### EXTRACT TO READ

□ □ □ □

In my high school years, in the early-1980s, I suffered a prolonged bout of existential angst. It probably began on the terrace of our Queens apartment. Looming beyond the Manhattan skyline was the sun, and struck by its enormousness, I felt lost in the vastness of space. Within days, I felt the same way about time, in which I was but an imperceptible blip among the eons.
Then I got to worrying about free will or its absence, a subject piqued by a conversation over pizza followed by a walk through heavy snow, in which I despaired that my actions were just as determined by physical law as the trajectories of the falling snowflakes. On subsequent visits to the library, I read the Encyclopedia Americana’s entry on “Free Will and Determinism,” by a philosopher named Donald C. Williams, and reread it repeatedly; decades later, I remember certain phrases verbatim, such as “a twinge of final causation, perhaps.”
I plunged into extracurricular reading on physics and biology, managing to do so without elevating my grades in my high school science classes, which I found boring. A 1980 book called Other Worlds: A Portrait of Nature in Rebellion, by physicist Paul Davies, fascinated me but also stoked my anxieties. This book raised possibilities of multiple universes, of time being an illusion, of physics revealing reality to differ drastically from our everyday perceptions. Free will seemed even less possible in a multiverse (a term not yet in vogue; Davies wrote of “superspace”). Multiple universes seemed to mean that all possibilities played out, inevitably. Perhaps there were innumerable duplicates of me, with uniqueness just another mirage.
Gradually, such fretfulness diminished. By college, I’d developed some perspective that these cosmic things I’d worried about were, by and large, speculative and open to interpretation, though I’d still have moments of poring nervously over some arcane book in NYU’s library. After graduation, being part of the workforce, having an apartment and other practical matters did much to push aside preoccupations about whether physical reality was structured to my liking.
I view these matters more calmly now, including when I’m copyediting the Scientific American opinion pieces of John Horgan, a science writer whose work has long evinced concerns about free will, the mind-body problem, whether the universe will “remember us after we’re gone,” and other conundrums at the intersections of science and philosophy. Horgan had his own existential crisis as a youth, imagining being completely alone in the universe; recently, mathematician Milo Beckman evoked a similar isolation as a way of explaining algebra.

□ □ □ □

### ENTRIES PROVIDED

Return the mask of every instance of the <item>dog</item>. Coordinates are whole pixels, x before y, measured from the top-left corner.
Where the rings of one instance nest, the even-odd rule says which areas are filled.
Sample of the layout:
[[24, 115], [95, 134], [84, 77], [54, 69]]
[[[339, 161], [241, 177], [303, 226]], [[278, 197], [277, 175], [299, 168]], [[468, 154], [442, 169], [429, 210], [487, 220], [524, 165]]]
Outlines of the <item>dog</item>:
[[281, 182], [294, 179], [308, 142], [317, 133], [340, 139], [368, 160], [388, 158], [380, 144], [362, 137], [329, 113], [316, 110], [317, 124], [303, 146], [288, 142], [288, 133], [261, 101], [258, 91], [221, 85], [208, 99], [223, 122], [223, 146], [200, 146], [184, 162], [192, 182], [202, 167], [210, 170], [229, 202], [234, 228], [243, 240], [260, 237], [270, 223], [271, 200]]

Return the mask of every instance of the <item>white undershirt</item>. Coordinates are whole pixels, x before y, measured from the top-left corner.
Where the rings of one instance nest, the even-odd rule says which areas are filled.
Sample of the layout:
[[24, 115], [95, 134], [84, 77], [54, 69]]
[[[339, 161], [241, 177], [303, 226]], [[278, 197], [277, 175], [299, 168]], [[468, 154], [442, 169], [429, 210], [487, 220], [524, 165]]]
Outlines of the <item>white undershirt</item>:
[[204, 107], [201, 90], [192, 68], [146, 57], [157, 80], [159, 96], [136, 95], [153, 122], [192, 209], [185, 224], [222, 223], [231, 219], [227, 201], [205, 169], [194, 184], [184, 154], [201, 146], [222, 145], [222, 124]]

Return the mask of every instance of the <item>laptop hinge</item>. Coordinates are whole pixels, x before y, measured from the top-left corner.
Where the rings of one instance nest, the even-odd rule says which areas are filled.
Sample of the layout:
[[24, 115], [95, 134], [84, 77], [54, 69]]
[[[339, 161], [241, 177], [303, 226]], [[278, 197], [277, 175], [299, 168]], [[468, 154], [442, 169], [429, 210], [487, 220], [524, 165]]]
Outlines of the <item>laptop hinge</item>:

□ □ □ □

### QUESTIONS ON THE MATERIAL
A: In the essay on teenage existential angst, what was the title of the Encyclopedia Americana entry that the writer reread repeatedly?
B: Continue the essay on teenage existential angst from its last sentence.

### ANSWERS FOR EACH ITEM
A: "Free Will and Determinism"

B:
Still, it may be that no one who’s known anxious cosmic contemplation ever puts such ruminations entirely behind them. Watching the first episode of Loki, I was struck by how its themes connected to my youthful preoccupations about one’s status in the universe and whether it’s possible to choose one’s own path. The Norse god of mischief, having given the Avengers the slip, is arrested by the Time Variance Authority, a bizarre bureaucracy that polices the timeline to prevent chaos such as occurred in a long-ago Multiversal War. To his chagrin, Loki finds that his magic powers are inoperable in this detention, and that his life story was apparently dictated by the Time-Keepers, a shadowy trio of reptile-like potentates (one of them, astute viewers noticed, appears to be Kang the Conqueror, a villainous time-traveler familiar from comic books). In addition, Loki learns that there’s another version of himself, seemingly more formidable, on the loose and wreaking temporal havoc.
The multiverse is a concept rich in potential for storytelling. One can't help but wonder about things that might’ve been: the job that didn’t materialize, the woman who changed her mind. When I pass by the reptile area at the American Museum of Natural History, I remember that over 30 years ago I was about to be offered a position there as herpetology assistant, but I backed away at the prospect of handling venomous snakes. Might I have had a career as a snake scientist? My own zoology TV show? Or died from an early snakebite? I’ll never know.
If a real multiverse exists, it may or may not include duplicates of ourselves. Astrophysicist and science writer Ethan Siegel argues such duplication is unlikely, as even a vast proliferation of universes would have difficulty overcoming the stupendous odds against a particular outcome. A lot depends on how the laws of physics governing a multiverse work—leaving aside the question of who, if anyone, might have powers to manipulate such forces.
Recalling my high school angst, I have a certain sympathy for Loki’s situation: finding his convictions of autonomy and uniqueness may be skewed; discovering his life’s been shaped by factors of which he’d had no clue; and looking to become someone better than he’s been.